**Task prompt:**
Report each line of the entries below that contains the string "stone". Matching is case-sensitive.

(Data records)
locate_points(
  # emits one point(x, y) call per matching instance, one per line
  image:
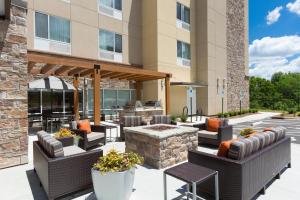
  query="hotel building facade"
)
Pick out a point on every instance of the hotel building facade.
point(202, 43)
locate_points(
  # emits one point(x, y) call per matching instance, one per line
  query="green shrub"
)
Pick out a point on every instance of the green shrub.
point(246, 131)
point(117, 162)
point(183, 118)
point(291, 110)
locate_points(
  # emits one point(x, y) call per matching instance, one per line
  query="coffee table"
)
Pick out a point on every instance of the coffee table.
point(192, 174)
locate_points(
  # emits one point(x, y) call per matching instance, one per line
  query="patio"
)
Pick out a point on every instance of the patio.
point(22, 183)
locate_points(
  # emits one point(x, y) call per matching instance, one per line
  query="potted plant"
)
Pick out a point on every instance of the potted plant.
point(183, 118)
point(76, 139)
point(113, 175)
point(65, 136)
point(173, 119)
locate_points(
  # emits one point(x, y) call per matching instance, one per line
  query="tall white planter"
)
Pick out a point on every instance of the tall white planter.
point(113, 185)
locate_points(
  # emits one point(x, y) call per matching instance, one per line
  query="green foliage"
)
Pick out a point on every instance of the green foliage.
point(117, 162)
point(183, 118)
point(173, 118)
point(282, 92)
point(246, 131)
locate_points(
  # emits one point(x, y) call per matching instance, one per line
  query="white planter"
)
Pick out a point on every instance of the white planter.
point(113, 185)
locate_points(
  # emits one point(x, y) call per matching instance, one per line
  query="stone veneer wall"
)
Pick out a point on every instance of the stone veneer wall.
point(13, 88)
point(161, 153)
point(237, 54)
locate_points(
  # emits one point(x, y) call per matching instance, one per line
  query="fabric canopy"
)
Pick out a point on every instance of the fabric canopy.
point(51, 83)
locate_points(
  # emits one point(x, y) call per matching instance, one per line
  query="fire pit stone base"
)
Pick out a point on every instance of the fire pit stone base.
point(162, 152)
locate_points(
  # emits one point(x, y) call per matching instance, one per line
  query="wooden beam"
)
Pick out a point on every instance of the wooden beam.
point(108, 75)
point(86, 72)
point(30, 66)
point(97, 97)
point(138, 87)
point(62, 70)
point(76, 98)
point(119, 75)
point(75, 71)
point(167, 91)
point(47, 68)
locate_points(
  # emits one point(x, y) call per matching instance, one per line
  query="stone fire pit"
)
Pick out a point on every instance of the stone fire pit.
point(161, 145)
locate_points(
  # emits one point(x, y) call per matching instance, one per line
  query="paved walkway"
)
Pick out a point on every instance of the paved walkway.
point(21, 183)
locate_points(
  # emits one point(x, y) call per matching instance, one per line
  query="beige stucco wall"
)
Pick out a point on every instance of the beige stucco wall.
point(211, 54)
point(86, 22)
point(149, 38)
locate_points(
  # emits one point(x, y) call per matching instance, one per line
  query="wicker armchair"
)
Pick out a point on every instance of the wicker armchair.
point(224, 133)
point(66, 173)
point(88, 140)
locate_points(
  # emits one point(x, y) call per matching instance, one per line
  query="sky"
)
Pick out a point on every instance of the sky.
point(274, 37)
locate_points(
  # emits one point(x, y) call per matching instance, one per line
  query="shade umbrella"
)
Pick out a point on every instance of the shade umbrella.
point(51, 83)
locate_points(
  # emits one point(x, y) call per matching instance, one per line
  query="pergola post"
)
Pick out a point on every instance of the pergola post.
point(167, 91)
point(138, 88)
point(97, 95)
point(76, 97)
--
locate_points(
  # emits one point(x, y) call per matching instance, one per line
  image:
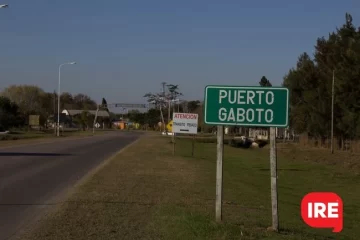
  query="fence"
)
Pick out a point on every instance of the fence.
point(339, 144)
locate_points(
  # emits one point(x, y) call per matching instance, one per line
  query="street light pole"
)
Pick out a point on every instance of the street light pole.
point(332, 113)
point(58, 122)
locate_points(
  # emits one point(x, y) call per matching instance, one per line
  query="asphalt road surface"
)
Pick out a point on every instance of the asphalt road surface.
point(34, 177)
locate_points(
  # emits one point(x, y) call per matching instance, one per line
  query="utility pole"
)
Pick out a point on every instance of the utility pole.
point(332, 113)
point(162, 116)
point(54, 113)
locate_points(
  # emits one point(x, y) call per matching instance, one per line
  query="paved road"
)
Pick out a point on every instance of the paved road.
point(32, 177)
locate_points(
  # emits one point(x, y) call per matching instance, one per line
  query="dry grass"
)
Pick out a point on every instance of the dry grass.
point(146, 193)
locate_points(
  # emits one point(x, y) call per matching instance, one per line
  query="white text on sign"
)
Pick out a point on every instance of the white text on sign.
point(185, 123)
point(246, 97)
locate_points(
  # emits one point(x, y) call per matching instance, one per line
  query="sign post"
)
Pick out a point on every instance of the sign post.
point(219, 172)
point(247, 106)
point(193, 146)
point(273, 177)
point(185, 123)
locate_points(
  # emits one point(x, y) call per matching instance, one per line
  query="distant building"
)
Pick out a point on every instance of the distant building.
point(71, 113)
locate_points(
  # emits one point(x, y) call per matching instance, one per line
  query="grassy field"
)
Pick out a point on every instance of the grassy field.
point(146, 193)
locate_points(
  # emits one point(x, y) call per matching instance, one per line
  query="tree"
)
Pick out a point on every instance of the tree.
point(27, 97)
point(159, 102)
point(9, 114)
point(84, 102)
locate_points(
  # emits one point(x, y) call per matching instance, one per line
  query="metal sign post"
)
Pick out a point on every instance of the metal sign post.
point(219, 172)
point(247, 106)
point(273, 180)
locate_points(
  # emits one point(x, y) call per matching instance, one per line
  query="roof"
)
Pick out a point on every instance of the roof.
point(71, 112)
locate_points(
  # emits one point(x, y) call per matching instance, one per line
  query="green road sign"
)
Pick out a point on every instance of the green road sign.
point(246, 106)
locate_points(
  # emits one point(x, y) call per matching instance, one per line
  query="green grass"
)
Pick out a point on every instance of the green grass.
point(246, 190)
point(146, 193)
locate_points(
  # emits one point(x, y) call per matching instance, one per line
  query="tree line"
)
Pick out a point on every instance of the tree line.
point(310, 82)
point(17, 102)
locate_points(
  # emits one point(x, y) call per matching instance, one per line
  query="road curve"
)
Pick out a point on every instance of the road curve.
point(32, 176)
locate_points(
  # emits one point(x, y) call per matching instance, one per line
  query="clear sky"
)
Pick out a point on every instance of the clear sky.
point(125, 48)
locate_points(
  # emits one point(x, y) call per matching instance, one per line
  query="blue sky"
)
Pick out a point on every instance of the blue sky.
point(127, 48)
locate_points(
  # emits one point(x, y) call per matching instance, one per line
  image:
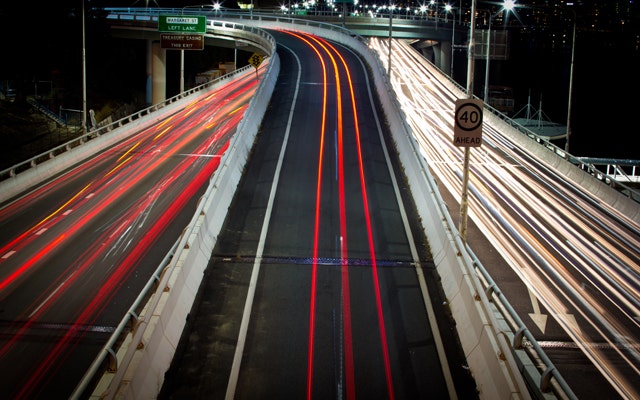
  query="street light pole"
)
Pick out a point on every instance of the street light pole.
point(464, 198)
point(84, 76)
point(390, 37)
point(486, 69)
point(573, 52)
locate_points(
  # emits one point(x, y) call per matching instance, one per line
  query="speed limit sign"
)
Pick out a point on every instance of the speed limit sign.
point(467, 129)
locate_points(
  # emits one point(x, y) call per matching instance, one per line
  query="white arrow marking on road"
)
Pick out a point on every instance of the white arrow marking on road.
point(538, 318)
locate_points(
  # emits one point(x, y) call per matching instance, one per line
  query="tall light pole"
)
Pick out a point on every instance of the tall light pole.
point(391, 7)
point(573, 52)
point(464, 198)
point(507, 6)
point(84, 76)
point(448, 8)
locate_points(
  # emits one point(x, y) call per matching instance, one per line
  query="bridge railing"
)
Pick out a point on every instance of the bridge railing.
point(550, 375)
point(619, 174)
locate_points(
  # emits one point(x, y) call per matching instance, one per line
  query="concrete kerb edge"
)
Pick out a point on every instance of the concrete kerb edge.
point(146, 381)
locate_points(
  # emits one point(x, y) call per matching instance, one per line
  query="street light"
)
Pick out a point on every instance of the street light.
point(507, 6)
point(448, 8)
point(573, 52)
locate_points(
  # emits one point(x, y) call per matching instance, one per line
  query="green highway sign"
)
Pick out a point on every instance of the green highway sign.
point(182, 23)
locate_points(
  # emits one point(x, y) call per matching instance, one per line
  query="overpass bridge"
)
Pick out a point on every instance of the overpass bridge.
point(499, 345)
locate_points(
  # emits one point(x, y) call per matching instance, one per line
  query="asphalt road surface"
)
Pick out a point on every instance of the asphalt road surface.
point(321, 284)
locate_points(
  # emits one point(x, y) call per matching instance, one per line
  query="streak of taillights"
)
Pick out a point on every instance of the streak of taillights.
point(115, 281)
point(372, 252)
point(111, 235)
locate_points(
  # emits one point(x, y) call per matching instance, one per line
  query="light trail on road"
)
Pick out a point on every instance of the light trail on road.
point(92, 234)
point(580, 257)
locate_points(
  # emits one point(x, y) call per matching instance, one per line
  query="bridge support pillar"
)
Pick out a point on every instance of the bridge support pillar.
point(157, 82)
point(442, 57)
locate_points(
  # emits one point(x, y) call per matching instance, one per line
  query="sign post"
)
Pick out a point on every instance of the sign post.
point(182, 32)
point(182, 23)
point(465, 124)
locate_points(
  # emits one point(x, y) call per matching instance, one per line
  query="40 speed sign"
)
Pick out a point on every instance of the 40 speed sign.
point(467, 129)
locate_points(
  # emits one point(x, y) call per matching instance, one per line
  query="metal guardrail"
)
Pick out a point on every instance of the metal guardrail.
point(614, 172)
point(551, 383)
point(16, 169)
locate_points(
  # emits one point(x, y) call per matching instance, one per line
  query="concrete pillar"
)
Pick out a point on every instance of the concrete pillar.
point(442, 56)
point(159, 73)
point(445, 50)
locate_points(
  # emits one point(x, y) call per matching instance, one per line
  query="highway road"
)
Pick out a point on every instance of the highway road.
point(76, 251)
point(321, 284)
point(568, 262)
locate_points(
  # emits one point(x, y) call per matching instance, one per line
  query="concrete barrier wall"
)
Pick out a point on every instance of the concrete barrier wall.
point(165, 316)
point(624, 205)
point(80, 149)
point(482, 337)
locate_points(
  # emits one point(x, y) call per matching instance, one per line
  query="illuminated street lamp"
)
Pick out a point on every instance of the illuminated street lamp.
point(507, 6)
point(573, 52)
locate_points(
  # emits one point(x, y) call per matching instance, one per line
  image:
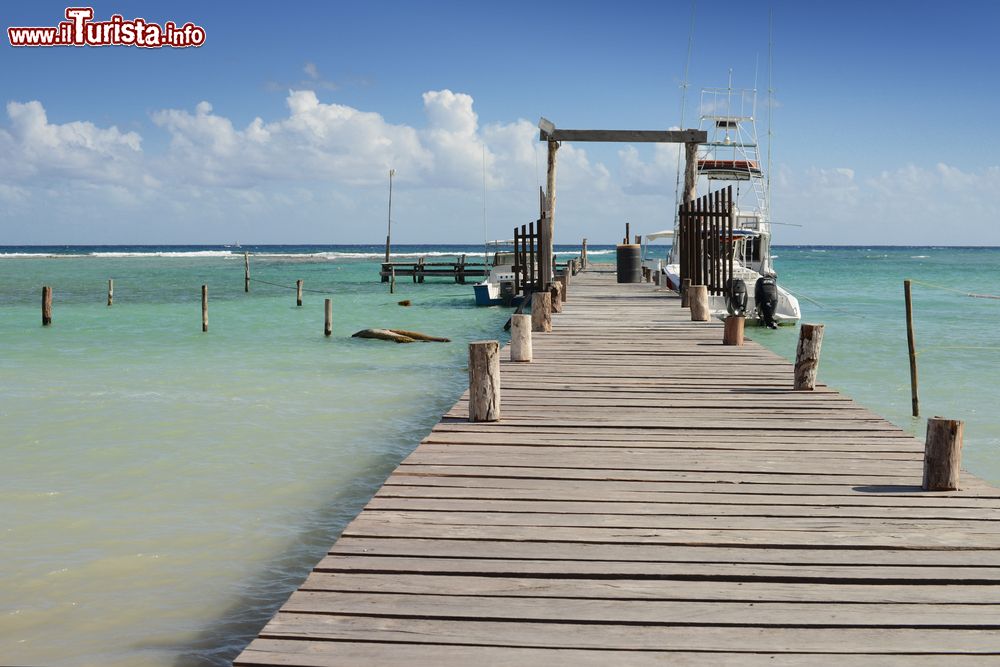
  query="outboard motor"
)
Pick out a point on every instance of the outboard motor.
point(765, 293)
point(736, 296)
...
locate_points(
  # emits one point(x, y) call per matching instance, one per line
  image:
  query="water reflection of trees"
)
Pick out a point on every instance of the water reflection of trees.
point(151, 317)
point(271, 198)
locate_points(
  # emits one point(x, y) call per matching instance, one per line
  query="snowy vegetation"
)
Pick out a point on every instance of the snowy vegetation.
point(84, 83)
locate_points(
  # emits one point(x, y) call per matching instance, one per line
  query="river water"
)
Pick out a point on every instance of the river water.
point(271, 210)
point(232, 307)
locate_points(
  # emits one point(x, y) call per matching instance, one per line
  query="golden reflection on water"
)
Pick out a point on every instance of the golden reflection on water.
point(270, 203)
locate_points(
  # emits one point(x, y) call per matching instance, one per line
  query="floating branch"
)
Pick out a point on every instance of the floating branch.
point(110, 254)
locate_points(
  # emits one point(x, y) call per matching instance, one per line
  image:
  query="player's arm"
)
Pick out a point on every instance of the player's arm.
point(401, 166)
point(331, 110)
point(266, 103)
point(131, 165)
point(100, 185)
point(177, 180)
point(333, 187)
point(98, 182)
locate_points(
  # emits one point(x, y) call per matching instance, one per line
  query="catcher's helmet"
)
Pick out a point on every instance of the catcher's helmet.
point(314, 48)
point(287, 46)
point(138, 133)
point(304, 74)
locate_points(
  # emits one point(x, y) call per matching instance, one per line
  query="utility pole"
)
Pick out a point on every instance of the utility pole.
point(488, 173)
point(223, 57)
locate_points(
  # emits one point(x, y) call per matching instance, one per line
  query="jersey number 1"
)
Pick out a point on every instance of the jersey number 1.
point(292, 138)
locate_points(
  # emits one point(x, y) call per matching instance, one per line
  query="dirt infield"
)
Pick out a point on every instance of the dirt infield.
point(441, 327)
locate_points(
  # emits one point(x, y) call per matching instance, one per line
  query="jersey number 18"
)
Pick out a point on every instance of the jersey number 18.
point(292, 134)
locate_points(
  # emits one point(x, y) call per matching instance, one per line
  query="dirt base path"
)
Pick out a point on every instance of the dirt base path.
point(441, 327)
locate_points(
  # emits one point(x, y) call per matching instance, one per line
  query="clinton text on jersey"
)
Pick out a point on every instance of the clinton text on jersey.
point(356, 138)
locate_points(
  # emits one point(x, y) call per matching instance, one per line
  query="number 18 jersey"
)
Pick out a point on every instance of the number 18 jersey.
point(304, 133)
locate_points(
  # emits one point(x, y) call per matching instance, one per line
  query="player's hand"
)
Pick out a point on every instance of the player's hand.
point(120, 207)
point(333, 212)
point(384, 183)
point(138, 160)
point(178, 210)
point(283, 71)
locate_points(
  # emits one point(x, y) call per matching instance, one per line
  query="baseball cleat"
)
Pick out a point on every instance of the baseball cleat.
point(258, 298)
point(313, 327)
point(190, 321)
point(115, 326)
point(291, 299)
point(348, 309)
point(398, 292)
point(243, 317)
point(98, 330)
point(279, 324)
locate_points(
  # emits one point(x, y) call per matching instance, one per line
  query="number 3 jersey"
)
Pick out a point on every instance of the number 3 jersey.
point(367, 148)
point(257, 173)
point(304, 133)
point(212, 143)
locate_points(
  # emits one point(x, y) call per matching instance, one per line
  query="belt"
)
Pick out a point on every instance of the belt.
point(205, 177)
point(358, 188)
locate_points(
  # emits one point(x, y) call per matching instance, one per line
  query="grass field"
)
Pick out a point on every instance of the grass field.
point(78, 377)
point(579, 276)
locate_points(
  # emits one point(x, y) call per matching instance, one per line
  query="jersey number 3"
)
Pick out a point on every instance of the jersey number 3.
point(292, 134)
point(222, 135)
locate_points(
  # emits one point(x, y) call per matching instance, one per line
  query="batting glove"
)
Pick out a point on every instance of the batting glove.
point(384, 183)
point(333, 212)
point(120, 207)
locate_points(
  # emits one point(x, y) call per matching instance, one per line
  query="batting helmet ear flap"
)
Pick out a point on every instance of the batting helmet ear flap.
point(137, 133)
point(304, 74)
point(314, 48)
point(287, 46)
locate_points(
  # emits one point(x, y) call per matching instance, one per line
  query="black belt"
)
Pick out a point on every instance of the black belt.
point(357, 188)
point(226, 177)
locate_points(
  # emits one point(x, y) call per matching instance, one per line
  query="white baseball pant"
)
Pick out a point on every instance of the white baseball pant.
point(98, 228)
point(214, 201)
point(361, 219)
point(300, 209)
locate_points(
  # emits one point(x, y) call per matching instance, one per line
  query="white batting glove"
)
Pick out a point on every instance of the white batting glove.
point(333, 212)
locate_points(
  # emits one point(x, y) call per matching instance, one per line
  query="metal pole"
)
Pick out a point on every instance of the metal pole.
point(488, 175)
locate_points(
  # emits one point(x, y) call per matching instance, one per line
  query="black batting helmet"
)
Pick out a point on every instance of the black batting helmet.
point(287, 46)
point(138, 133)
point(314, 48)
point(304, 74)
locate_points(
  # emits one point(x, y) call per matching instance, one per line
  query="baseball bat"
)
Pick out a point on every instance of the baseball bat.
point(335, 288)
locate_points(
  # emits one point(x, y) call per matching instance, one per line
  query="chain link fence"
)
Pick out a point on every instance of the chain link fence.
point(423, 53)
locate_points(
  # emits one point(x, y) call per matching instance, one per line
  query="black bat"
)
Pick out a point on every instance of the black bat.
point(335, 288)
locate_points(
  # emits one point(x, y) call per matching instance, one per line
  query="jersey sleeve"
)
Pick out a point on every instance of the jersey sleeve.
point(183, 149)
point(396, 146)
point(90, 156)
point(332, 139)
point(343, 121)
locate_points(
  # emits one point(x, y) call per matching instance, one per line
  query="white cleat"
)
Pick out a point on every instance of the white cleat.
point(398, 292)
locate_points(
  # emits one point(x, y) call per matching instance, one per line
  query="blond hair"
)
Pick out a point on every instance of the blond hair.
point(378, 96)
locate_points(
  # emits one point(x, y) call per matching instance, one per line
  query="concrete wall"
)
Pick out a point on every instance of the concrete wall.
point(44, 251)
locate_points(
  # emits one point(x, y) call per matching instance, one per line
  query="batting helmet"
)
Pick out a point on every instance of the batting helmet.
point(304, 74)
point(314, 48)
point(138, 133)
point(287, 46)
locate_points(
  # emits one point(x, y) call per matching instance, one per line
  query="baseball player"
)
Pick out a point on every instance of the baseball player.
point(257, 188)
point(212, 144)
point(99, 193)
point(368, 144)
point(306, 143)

**Written solution:**
  query="stone veneer wall"
Pick out a point on every instance of the stone veneer wall.
  query="fire pit stone base"
Pick out a point on every instance of the fire pit stone base.
  query="stone fire pit"
Pick out a point on every instance of the stone fire pit.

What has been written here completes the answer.